━━━━━ Data records ━━━━━
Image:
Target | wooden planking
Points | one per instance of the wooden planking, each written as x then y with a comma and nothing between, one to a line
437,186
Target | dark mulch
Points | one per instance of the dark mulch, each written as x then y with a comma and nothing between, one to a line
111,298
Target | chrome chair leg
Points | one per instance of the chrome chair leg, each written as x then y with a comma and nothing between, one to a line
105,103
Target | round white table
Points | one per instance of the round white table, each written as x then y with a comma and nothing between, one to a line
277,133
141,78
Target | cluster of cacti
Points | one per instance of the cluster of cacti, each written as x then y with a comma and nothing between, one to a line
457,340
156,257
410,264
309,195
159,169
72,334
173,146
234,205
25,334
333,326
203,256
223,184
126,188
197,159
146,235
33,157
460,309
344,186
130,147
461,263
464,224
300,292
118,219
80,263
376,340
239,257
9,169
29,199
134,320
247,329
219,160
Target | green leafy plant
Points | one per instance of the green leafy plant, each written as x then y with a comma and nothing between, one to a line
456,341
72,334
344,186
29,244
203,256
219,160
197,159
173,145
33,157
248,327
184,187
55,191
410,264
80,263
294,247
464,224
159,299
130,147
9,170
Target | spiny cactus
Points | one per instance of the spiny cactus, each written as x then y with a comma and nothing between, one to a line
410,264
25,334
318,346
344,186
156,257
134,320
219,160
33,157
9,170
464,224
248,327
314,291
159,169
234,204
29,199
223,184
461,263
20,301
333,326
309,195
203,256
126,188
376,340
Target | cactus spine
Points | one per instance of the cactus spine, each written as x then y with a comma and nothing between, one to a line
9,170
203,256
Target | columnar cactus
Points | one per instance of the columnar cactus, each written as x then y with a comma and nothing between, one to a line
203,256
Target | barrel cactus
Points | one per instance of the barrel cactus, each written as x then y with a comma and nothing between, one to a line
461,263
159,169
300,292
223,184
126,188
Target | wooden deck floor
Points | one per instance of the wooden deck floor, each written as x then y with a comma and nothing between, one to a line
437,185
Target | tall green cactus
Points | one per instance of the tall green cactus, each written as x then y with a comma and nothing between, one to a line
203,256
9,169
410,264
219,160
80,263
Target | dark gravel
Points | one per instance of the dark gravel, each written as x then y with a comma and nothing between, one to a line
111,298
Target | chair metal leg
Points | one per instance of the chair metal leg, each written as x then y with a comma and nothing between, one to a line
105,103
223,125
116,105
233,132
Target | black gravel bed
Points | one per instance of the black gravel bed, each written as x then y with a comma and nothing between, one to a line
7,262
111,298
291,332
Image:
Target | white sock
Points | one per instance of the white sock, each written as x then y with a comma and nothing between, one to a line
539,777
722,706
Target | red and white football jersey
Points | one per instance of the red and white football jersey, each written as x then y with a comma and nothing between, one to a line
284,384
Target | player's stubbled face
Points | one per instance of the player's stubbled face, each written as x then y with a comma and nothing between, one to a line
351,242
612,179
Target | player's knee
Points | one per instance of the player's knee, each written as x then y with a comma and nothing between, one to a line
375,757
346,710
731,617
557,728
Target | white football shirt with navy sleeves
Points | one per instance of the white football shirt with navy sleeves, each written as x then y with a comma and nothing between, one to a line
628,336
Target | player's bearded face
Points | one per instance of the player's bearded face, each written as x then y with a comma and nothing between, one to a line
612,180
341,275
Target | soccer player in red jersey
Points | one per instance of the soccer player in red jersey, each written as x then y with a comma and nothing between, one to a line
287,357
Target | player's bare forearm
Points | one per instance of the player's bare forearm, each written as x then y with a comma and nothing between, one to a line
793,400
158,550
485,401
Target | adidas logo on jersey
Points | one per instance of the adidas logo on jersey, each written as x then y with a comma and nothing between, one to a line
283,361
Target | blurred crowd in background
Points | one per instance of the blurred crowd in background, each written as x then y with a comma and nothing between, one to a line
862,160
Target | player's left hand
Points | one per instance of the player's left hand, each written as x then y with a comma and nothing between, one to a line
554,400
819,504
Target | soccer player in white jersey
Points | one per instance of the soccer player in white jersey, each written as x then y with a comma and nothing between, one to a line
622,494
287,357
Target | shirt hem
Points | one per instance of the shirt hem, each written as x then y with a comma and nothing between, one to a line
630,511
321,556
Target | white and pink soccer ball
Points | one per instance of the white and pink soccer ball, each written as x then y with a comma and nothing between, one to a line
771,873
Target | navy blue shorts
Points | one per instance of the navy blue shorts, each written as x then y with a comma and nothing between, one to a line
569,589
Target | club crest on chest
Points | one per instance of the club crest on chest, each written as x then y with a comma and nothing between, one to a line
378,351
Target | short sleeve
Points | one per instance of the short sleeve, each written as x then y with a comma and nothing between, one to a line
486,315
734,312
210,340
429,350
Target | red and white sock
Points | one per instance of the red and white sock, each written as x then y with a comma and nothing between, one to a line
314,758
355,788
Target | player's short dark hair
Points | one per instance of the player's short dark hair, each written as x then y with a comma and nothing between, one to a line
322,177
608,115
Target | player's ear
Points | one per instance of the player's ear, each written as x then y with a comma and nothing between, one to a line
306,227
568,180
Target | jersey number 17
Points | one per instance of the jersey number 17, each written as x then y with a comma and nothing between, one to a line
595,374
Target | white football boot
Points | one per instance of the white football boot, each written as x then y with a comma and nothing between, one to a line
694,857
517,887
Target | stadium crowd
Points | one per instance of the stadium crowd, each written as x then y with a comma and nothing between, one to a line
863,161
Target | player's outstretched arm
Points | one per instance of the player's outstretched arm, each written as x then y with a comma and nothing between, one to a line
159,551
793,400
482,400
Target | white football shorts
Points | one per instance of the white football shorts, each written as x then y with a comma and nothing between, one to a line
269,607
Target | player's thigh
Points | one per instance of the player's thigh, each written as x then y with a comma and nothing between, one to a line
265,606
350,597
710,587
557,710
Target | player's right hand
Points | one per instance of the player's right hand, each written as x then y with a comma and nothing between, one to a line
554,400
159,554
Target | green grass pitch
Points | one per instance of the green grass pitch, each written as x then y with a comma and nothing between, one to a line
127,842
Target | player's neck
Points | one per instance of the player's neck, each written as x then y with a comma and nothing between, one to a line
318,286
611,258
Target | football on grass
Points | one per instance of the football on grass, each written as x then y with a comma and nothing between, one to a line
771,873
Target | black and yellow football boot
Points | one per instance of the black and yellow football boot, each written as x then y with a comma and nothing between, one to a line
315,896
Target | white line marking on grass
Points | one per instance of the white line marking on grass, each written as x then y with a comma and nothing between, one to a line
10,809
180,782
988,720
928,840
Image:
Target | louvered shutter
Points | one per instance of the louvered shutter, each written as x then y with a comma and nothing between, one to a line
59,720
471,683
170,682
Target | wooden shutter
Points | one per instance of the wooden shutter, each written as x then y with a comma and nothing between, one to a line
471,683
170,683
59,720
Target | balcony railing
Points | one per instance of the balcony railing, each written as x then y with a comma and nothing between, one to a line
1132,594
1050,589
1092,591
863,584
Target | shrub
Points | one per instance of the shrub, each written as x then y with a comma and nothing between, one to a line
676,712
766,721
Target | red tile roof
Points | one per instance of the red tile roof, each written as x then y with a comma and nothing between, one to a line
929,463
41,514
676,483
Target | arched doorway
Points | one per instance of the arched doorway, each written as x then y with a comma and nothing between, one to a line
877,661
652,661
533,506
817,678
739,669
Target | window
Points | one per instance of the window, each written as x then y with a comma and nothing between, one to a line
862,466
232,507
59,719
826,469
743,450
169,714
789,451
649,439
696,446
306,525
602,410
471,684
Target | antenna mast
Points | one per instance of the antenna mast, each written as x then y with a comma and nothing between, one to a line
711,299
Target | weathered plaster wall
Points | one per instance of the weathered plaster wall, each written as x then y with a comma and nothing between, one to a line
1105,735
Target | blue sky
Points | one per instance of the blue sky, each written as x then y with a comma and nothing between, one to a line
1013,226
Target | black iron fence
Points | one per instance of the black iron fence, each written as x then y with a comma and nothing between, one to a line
━━━━━
Your goal -
Repeat exactly, and only, the lines from the one containing "Target | red tile roof" through the end of the material.

Reply -
Target | red tile roof
Points | one per instance of the red tile roof, each written as x then y with a comma and nothing between, one to a line
929,463
41,514
676,483
Target | arched doorway
Points | one per instance of the arched doorway, each written as x then y with a comma and nothing between, one to a line
877,661
652,661
533,506
817,678
739,669
Target | window
Points | one per instance of the window, each written as x then y with a comma and nothing between, one to a line
862,466
232,507
59,719
826,469
743,450
169,714
789,451
649,439
696,446
306,525
602,410
471,684
Target | antenna mast
Points | one per instance of the antenna mast, each written as x then y with a comma and nothing between, one to a line
711,299
Target | weathered plaster wall
Points | one per instance of the weathered plaster wall, each written as x then y with a comma and nothing between, one to a line
1105,735
Target | blue sky
Points | one per instance of the blue sky, each written as x then y with a comma and nothing between, one to a line
1013,226
Target | black iron fence
Points | one per instance of the black iron fence, each written as x then y with a comma and nothing between, one to a line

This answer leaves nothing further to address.